### EXERCISE GOAL
Render the data, from its beginning through the line containing "M 51 126 L 51", as a JSON list of strings with one string per line, skipping blank lines and leaving out the pictures.

* * * *

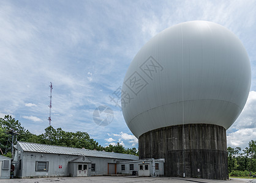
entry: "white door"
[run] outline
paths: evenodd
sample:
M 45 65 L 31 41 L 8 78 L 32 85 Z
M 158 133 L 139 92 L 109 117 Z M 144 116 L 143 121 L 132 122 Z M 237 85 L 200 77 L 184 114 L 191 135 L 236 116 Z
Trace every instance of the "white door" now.
M 149 164 L 138 165 L 138 176 L 149 176 Z
M 78 163 L 77 166 L 77 176 L 88 176 L 88 164 Z

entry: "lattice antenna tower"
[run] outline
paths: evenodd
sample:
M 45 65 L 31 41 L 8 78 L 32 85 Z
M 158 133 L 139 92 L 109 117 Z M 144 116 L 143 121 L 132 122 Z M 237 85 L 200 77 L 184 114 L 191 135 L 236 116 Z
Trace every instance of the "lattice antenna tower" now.
M 51 126 L 51 98 L 52 98 L 52 96 L 51 96 L 51 93 L 53 92 L 53 84 L 51 83 L 51 82 L 50 82 L 50 84 L 49 85 L 50 87 L 50 105 L 49 108 L 50 108 L 50 112 L 49 112 L 49 118 L 48 118 L 48 120 L 49 121 L 49 126 Z

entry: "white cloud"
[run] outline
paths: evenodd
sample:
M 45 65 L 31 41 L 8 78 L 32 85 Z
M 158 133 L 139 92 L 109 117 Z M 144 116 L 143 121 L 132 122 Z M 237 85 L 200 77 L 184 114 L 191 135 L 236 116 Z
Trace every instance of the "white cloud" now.
M 227 136 L 228 146 L 240 147 L 242 149 L 248 146 L 251 140 L 256 139 L 256 127 L 239 129 Z
M 32 103 L 26 103 L 25 106 L 32 107 L 32 106 L 37 106 L 37 105 L 36 105 L 35 104 L 32 104 Z
M 90 72 L 87 73 L 87 79 L 88 79 L 89 81 L 92 81 L 92 74 Z
M 0 112 L 0 118 L 4 118 L 4 117 L 6 116 L 6 115 L 7 115 L 7 114 L 6 114 L 6 113 L 1 113 L 1 112 Z M 13 116 L 12 116 L 12 117 L 13 117 Z
M 123 143 L 122 140 L 128 141 L 129 143 L 132 144 L 132 146 L 134 146 L 138 143 L 138 140 L 137 137 L 133 135 L 129 135 L 127 133 L 124 133 L 123 132 L 118 134 L 113 134 L 113 135 L 115 137 L 119 137 L 118 142 L 121 143 Z M 123 143 L 124 144 L 124 143 Z M 124 144 L 123 145 L 124 146 Z
M 246 148 L 256 139 L 256 92 L 250 91 L 244 108 L 234 124 L 227 131 L 228 146 Z
M 33 117 L 33 116 L 22 116 L 21 118 L 24 118 L 24 119 L 28 119 L 35 122 L 39 122 L 39 121 L 42 121 L 42 120 L 41 119 L 40 119 L 39 118 L 37 118 L 37 117 Z
M 108 142 L 112 142 L 113 141 L 116 141 L 116 140 L 112 138 L 111 137 L 108 138 L 105 138 L 105 140 Z

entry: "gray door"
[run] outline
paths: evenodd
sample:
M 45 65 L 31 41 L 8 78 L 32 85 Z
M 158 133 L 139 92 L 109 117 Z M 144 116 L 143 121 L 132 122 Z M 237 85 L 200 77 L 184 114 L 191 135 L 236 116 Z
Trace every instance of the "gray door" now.
M 77 165 L 77 176 L 88 176 L 88 164 L 80 164 Z
M 149 176 L 149 164 L 138 165 L 138 176 Z
M 108 174 L 114 174 L 116 172 L 116 165 L 114 163 L 108 163 Z

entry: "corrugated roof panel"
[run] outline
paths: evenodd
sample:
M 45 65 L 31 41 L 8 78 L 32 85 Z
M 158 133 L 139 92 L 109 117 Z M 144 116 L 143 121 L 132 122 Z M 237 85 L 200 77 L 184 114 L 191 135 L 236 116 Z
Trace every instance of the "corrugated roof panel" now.
M 24 151 L 28 152 L 85 156 L 130 160 L 138 159 L 138 156 L 131 154 L 98 151 L 23 142 L 18 142 L 18 143 Z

* * * *

### WRITTEN SOLUTION
[
  "entry: \"white door\"",
  "[run] outline",
  "paths: evenodd",
  "sample:",
  "M 45 65 L 31 41 L 8 78 L 32 85 Z",
  "M 158 133 L 139 92 L 109 117 Z M 144 116 L 143 121 L 132 122 Z M 237 85 L 200 77 L 184 114 L 191 135 L 236 116 Z",
  "Trace every instance of the \"white door\" now.",
  "M 149 164 L 138 165 L 138 176 L 149 176 Z",
  "M 78 163 L 77 166 L 77 176 L 88 176 L 88 164 Z",
  "entry: \"lattice antenna tower\"",
  "[run] outline",
  "paths: evenodd",
  "sample:",
  "M 45 65 L 31 41 L 8 78 L 32 85 Z",
  "M 158 133 L 139 92 L 109 117 Z M 144 116 L 143 121 L 132 122 Z M 237 85 L 200 77 L 184 114 L 191 135 L 236 116 Z",
  "Trace every instance of the \"lattice antenna tower\" now.",
  "M 51 126 L 51 98 L 52 98 L 52 96 L 51 96 L 51 93 L 53 92 L 53 84 L 51 83 L 51 82 L 50 82 L 50 84 L 49 85 L 50 87 L 50 105 L 49 108 L 50 108 L 50 112 L 49 112 L 49 118 L 48 118 L 48 120 L 49 121 L 49 126 Z"
]